__Assignment__
The records must be returned word for word.

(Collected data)
-- -- --

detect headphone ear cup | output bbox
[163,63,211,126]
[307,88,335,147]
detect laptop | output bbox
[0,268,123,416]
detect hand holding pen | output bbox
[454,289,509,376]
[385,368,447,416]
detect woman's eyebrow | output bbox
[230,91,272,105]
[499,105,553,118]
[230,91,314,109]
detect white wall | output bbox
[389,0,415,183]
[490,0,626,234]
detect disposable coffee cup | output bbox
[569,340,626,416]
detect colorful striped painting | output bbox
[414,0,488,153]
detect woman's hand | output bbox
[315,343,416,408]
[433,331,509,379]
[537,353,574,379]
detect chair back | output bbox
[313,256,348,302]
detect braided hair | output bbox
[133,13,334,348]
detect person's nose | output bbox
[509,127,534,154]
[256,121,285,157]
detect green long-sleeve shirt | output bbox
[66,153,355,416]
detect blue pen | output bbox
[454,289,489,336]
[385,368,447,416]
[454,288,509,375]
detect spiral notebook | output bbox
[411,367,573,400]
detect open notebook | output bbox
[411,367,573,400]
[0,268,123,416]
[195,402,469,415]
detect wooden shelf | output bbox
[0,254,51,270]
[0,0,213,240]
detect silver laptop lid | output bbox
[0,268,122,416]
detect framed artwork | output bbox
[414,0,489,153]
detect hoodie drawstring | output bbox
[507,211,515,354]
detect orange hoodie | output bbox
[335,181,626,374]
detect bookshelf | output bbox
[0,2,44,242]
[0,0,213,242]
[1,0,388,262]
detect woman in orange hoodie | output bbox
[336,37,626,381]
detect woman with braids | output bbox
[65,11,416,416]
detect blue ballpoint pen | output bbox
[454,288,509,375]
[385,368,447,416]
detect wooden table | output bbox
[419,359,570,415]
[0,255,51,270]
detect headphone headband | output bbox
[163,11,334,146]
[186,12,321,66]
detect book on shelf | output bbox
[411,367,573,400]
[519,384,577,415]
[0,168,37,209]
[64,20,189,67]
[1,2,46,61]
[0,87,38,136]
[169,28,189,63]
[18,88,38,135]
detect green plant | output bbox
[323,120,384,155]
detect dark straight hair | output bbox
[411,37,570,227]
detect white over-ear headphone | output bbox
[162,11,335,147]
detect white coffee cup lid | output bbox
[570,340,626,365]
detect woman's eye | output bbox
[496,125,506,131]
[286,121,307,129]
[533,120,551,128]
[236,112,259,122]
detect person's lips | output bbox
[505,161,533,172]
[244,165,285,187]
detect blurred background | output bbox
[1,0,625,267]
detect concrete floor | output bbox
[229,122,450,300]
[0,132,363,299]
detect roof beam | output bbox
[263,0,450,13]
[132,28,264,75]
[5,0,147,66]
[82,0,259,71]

-- -- --

__Result for this exercise__
detect headphone ear cup | output bbox
[163,63,211,126]
[307,88,335,147]
detect laptop | output bbox
[0,268,123,416]
detect hand holding pen | output bbox
[454,289,509,376]
[385,368,447,416]
detect woman's eyebrow | output bbox
[230,91,272,105]
[499,105,553,118]
[230,91,314,109]
detect white wall | output bbox
[389,0,415,183]
[490,0,626,234]
detect disposable coffee cup | output bbox
[569,340,626,416]
detect colorful striped painting | output bbox
[414,0,488,153]
detect woman's hand | output bbox
[315,343,416,408]
[433,331,509,379]
[537,353,574,379]
detect chair back | output bbox
[313,256,348,302]
detect braided hair | output bbox
[133,13,334,348]
detect person's nose | output bbox
[509,127,534,154]
[256,121,285,157]
detect green long-sleeve shirt | output bbox
[66,153,355,416]
detect blue pen | output bbox
[454,289,489,336]
[385,368,447,416]
[454,288,509,375]
detect spiral notebook | output bbox
[411,367,573,400]
detect open notebook | output bbox
[411,367,573,400]
[0,268,123,416]
[195,402,469,415]
detect wooden shelf | output bbox
[0,254,51,270]
[0,0,213,240]
detect silver laptop lid | output bbox
[0,268,122,416]
detect framed artwork | output bbox
[414,0,489,153]
detect hoodie drawstring | output bbox
[507,211,515,354]
detect orange hoodie | output bbox
[335,181,626,374]
detect bookshelf | output bbox
[0,2,44,242]
[0,0,213,242]
[1,0,388,262]
detect woman in orange hoodie | output bbox
[336,37,626,381]
detect woman with braids | output bbox
[65,11,416,416]
detect blue ballpoint pen | output bbox
[454,288,509,375]
[385,368,447,416]
detect wooden table | output bbox
[419,359,570,415]
[0,255,51,270]
detect headphone headband | output bbox
[163,11,334,146]
[186,12,321,66]
detect book on shelf | output bbox
[411,367,573,400]
[519,384,577,415]
[0,168,37,209]
[64,20,189,67]
[1,2,46,61]
[0,87,38,136]
[169,28,189,63]
[18,88,38,135]
detect green plant | output bbox
[323,120,384,155]
detect dark straight hair | output bbox
[411,37,570,227]
detect white over-ear headphone | output bbox
[162,11,335,147]
detect white coffee cup lid | output bbox
[570,340,626,365]
detect woman's eye | output bbox
[496,125,506,131]
[286,121,307,129]
[533,120,551,128]
[236,112,259,122]
detect person's lips | output bbox
[505,161,533,172]
[244,165,285,187]
detect blurred background | output bbox
[1,0,625,267]
detect concrete floor | output bbox
[229,122,450,300]
[0,132,363,299]
detect roof beam | output bbox
[263,0,450,13]
[132,28,264,75]
[5,0,147,66]
[82,0,259,71]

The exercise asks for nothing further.